_Exercise requirements_
Report how many lines of the data below contain the string "pick", counting only matches in the same case. Give the number and nothing else.

_Working data_
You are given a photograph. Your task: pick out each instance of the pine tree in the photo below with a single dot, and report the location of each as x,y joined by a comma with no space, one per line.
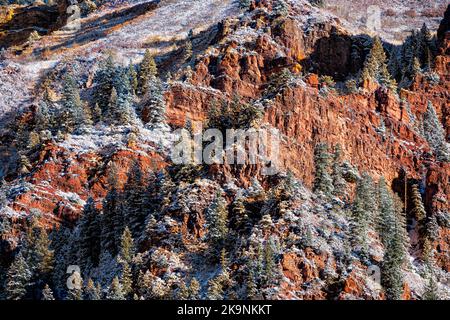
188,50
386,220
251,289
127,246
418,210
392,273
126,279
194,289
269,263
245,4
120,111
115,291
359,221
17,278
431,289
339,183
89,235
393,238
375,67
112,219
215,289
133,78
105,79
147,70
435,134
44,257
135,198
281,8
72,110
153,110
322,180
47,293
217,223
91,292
==
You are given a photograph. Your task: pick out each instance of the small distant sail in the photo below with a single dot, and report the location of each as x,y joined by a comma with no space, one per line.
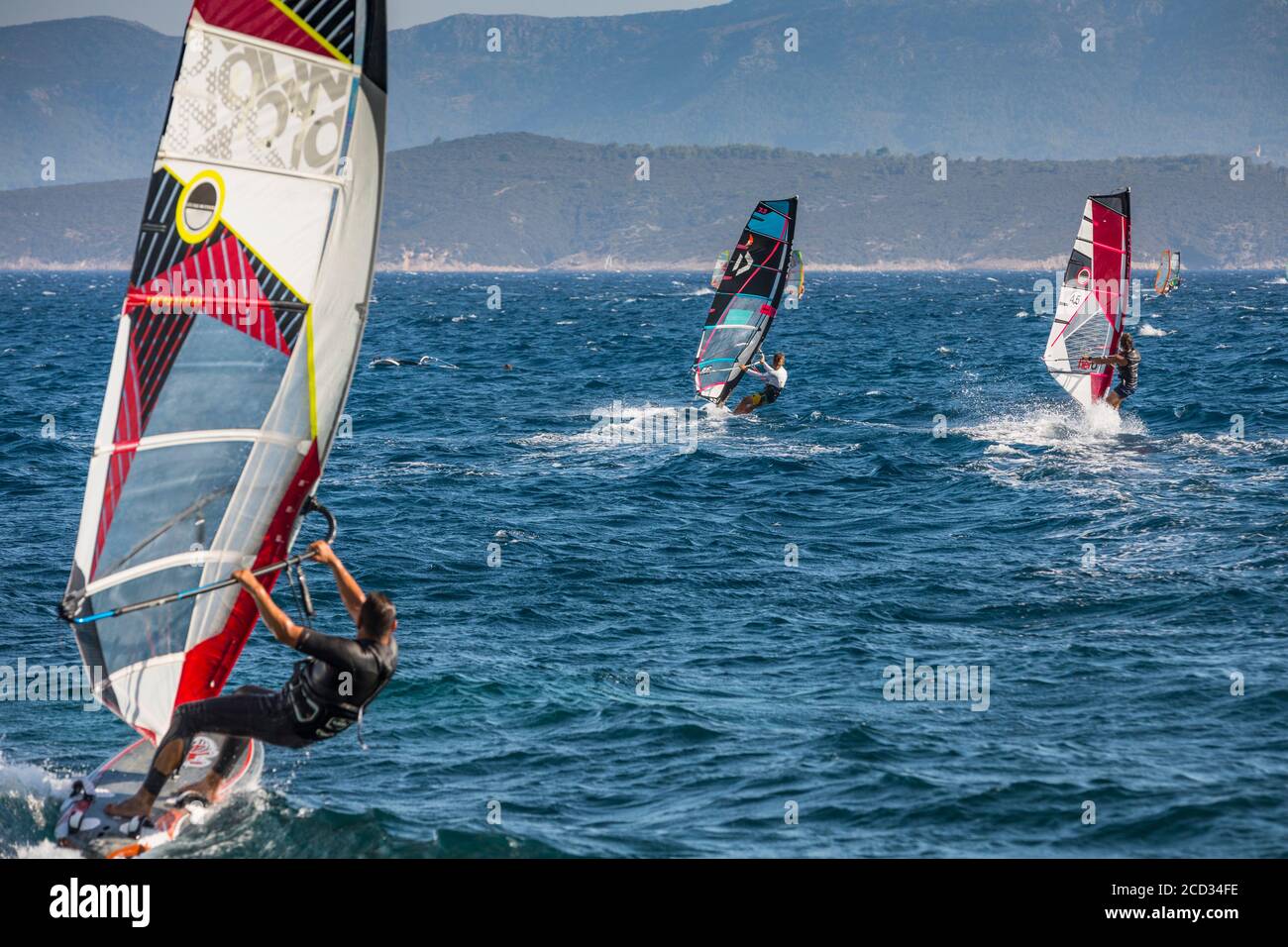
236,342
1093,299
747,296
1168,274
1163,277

_Response to the exercise_
2